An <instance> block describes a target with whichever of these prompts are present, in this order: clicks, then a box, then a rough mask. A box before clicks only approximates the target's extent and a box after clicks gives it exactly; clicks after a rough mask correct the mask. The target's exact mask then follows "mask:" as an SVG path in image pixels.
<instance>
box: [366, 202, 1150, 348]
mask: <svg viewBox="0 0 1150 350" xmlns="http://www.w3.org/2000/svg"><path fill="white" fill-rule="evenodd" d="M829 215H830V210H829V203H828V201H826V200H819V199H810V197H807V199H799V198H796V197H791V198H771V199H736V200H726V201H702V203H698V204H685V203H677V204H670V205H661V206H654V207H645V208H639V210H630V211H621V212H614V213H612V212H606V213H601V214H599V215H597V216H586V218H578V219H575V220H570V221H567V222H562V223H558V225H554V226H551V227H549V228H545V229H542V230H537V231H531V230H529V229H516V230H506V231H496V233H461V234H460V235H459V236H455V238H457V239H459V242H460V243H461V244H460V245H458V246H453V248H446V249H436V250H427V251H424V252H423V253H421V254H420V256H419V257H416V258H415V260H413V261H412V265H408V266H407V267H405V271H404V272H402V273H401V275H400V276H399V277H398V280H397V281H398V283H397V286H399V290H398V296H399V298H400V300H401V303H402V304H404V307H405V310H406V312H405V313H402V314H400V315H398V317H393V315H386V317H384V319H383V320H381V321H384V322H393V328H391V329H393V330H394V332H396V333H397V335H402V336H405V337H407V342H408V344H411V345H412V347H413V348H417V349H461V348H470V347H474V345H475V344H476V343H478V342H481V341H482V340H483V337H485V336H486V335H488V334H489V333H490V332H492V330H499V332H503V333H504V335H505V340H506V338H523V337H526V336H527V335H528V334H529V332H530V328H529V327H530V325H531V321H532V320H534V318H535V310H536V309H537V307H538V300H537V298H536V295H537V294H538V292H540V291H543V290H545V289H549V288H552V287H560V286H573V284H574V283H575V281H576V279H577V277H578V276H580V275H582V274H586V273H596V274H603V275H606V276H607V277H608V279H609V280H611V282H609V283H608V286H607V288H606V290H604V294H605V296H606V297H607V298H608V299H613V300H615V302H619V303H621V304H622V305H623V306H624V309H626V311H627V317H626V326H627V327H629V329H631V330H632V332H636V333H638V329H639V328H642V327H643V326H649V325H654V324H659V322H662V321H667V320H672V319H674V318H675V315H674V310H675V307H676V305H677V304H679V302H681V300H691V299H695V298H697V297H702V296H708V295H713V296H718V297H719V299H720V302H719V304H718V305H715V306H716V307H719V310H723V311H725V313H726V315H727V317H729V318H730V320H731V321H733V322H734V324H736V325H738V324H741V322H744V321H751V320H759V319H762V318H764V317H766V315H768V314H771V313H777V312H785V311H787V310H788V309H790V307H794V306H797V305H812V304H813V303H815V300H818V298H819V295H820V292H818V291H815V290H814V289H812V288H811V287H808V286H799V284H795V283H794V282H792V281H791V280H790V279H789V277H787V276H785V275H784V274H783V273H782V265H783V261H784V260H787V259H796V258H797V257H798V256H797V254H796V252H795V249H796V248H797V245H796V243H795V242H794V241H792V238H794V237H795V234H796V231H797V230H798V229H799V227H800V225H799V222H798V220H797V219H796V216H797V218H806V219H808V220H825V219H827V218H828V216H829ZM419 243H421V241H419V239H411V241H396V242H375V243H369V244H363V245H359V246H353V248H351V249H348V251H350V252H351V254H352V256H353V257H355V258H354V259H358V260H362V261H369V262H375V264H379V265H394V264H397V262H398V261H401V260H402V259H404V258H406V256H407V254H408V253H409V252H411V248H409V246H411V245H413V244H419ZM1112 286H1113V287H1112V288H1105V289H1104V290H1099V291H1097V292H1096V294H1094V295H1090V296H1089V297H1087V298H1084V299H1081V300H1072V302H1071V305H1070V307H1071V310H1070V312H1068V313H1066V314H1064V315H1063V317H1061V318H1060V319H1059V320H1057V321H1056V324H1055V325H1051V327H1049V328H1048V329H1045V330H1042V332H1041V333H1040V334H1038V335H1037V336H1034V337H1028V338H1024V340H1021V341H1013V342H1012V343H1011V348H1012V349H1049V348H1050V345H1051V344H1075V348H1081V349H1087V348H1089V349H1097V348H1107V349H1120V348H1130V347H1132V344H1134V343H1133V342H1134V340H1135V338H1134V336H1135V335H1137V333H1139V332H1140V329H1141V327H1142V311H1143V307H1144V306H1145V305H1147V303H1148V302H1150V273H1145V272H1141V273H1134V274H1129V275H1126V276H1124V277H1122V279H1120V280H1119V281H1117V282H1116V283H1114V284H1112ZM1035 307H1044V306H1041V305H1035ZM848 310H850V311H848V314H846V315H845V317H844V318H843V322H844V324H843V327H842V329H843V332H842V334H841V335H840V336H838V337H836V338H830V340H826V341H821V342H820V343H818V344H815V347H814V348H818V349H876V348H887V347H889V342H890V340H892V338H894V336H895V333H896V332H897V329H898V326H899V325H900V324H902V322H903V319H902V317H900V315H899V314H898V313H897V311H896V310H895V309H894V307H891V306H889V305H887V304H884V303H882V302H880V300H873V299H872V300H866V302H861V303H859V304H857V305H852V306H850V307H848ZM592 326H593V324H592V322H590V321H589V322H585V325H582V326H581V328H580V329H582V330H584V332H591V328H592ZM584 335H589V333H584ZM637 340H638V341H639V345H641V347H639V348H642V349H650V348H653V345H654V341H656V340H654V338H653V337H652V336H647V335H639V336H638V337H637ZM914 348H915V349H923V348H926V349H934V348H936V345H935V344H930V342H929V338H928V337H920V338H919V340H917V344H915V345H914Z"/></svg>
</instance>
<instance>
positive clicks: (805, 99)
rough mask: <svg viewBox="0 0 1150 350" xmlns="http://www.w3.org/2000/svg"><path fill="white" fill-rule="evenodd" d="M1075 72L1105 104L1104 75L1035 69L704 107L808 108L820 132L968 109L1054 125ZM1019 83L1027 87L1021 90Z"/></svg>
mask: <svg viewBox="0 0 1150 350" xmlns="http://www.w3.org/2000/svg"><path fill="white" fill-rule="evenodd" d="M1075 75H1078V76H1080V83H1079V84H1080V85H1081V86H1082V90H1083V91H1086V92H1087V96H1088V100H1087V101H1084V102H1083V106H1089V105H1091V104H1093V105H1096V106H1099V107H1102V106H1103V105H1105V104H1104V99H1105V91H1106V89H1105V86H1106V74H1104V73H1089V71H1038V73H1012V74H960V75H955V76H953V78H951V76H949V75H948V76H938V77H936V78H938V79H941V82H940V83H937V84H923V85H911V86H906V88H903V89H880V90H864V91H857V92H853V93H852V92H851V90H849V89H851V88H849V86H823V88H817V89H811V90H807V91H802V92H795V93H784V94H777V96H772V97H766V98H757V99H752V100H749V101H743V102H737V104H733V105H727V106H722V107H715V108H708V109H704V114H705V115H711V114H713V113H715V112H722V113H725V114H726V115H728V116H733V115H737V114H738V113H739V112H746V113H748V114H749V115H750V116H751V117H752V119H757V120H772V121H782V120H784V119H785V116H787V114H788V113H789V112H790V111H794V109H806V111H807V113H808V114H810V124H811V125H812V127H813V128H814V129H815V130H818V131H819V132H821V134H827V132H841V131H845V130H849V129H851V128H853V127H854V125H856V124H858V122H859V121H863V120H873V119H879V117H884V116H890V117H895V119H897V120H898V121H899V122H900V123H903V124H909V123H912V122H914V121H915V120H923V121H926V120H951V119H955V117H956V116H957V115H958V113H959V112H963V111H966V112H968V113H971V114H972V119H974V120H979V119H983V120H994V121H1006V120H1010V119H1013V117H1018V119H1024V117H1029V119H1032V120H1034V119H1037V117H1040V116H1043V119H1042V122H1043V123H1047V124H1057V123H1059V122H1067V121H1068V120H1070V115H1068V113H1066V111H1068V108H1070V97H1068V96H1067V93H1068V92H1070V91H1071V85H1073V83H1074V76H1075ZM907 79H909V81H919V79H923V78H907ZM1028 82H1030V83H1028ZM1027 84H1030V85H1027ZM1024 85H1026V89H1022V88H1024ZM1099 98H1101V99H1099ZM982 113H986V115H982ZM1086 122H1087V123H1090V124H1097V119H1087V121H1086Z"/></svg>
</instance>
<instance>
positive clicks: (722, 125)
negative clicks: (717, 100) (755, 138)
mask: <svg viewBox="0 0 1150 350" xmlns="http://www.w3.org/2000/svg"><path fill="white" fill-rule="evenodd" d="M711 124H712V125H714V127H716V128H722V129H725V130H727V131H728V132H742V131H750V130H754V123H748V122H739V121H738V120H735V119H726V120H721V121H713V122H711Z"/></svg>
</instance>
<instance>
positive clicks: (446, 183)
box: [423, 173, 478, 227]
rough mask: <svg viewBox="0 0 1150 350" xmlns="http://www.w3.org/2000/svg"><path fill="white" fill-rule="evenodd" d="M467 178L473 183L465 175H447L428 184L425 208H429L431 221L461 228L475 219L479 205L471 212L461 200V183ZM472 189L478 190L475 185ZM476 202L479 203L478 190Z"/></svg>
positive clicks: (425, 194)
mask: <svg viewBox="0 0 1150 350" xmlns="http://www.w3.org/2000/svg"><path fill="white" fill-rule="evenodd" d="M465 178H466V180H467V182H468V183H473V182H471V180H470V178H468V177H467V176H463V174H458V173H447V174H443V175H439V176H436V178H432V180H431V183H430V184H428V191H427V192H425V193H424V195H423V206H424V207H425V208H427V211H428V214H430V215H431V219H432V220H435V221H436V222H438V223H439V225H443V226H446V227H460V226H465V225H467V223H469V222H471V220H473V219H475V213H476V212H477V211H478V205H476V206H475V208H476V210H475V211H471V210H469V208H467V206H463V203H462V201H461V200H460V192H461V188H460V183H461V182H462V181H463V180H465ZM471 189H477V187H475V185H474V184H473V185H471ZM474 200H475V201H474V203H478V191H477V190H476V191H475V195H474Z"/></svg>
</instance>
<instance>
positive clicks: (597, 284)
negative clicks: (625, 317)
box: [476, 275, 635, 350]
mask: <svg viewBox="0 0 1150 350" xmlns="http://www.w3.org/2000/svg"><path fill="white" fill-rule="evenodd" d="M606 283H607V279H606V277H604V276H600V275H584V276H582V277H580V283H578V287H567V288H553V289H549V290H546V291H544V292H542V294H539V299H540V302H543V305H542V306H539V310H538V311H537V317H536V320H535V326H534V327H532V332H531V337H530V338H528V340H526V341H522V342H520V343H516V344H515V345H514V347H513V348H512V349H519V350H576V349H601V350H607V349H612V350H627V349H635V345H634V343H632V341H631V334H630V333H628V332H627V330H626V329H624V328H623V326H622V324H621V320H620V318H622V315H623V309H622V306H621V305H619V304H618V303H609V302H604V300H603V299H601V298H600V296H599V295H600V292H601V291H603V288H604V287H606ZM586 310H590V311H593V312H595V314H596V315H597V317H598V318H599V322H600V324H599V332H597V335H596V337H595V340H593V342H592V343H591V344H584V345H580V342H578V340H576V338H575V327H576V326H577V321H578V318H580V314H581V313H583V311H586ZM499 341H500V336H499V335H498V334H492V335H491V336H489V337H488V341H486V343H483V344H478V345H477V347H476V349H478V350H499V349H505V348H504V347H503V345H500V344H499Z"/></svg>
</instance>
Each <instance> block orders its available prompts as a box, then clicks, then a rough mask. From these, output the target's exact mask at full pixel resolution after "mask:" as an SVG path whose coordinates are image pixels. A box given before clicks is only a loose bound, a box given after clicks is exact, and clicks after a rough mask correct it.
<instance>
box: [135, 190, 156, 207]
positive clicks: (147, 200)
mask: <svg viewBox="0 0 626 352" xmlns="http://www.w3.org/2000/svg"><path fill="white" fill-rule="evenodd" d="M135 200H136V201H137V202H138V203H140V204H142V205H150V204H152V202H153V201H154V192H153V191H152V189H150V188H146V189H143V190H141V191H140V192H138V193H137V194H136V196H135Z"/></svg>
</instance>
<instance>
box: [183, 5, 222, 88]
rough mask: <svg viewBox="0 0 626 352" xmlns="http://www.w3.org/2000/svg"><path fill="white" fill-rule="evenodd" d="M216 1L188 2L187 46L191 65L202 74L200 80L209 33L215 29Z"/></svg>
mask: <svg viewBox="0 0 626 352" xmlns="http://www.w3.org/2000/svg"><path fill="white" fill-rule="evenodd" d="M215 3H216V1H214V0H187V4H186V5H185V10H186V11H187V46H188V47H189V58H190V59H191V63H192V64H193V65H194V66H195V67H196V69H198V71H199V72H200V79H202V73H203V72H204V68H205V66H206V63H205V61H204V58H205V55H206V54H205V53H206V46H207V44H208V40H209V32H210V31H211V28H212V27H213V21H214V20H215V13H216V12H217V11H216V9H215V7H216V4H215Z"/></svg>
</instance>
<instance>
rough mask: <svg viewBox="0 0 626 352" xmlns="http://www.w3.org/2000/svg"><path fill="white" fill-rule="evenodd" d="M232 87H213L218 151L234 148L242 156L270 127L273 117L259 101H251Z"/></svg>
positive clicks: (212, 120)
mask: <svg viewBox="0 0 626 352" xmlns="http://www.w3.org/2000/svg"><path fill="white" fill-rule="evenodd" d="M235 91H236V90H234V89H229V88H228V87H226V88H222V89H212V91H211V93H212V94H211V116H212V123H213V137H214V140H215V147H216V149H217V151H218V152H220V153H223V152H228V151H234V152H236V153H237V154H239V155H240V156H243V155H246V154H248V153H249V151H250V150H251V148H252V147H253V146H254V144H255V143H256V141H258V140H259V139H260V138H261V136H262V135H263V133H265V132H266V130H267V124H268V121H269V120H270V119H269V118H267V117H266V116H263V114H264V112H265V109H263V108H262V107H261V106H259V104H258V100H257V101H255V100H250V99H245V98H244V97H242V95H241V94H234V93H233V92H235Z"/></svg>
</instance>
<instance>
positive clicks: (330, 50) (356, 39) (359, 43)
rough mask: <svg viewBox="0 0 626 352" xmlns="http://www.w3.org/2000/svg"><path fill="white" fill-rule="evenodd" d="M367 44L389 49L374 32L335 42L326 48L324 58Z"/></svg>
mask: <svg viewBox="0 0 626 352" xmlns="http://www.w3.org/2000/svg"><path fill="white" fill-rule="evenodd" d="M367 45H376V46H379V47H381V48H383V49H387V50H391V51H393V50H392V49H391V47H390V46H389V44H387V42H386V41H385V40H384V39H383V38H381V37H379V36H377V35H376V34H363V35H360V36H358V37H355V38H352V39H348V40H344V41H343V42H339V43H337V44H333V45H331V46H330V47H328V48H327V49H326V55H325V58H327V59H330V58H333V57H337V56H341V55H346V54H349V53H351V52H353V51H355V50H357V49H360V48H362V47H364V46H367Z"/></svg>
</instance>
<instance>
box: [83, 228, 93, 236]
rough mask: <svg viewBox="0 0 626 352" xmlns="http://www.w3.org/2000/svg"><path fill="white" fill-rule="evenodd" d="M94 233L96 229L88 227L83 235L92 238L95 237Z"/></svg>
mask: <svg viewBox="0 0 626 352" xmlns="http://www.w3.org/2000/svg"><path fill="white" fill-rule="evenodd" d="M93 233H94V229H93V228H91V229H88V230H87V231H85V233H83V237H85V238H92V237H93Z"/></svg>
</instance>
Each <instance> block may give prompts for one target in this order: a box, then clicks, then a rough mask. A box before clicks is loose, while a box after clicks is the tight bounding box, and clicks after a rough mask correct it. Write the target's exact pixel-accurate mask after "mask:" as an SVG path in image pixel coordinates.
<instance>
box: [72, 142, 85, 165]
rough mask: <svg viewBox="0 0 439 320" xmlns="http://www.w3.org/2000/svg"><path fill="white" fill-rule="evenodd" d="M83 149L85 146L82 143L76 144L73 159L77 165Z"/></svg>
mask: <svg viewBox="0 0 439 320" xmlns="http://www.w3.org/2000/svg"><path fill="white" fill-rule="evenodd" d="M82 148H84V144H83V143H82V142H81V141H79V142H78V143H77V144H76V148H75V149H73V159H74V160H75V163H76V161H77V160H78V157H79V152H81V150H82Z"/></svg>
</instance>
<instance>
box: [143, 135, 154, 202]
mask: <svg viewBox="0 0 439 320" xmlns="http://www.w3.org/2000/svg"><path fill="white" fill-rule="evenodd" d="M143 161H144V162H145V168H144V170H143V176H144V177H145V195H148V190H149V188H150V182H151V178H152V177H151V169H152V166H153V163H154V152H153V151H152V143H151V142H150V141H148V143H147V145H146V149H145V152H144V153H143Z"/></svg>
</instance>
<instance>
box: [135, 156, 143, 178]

****************

» Job: Gather every line in the records above that contains the string "positive", and list those lines in their original order.

» Answer section:
positive clicks: (805, 99)
positive clicks: (722, 125)
positive clicks: (446, 183)
positive clicks: (425, 194)
positive clicks: (597, 284)
positive clicks: (147, 200)
positive clicks: (212, 120)
positive clicks: (330, 50) (356, 39) (359, 43)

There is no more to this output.